> [Exercise brief]:
What the task needs is the data below, written out verbatim.

> [Data section]:
§ §

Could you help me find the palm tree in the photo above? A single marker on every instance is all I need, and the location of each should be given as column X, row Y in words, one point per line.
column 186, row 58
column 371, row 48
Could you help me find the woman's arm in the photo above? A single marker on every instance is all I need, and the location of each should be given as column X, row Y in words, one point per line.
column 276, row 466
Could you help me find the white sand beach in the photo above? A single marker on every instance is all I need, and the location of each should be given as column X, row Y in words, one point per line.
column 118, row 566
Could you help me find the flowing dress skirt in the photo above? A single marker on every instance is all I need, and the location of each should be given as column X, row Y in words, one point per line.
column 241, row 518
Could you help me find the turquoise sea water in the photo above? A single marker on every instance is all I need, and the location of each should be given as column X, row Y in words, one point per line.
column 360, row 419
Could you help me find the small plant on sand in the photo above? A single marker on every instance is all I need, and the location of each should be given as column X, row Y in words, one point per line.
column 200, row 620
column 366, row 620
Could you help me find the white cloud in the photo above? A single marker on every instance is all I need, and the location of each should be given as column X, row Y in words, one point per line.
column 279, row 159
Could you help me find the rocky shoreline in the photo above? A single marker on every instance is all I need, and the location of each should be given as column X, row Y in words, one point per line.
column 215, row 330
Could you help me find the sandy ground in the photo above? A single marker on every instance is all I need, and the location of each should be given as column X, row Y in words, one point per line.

§ §

> [Answer area]:
Could you help me find the palm tree in the photo above? A single marker on every instance is all I need, and the location of each should be given as column X, row Y in words, one point per line.
column 186, row 58
column 371, row 48
Could you help me find the woman's arm in the photo above? A single marker on every instance is all I need, and the location of each should be given as column X, row Y in words, one point per line.
column 276, row 466
Could you help me find the white sand beach in the photo above? A single marker on every instance is all I need, and the location of each should be given as column X, row Y in words, one point per line.
column 118, row 566
Could you help me find the flowing dress skirt in the photo above? A single marker on every instance is all I need, and the location of each should be given as column X, row Y in words, one point per line.
column 241, row 518
Could you help me find the turquoise sea water in the photo above? A single marker on every instance is all I need, and the location of each should be given as column X, row Y in words, one point per line.
column 360, row 419
Could you help me find the small plant on sand in the photo above? A single marker on every instance is all I need, and the location of each should be given as column X, row Y in words, one point per line.
column 200, row 620
column 366, row 620
Could you help me find the white cloud in the photo above? A single marker on every instance is all I need, and the location of each should be given as column X, row Y in words, one point per line.
column 279, row 159
Could you help me find the rocky shoreline in the photo above? A single marker on every instance is all I need, and the location of each should be given as column X, row Y in words, one point per line.
column 215, row 330
Could you help me find the sandy ground in the photo above? A single marker on every instance is all I need, and the location of each should be given as column X, row Y in words, one point per line.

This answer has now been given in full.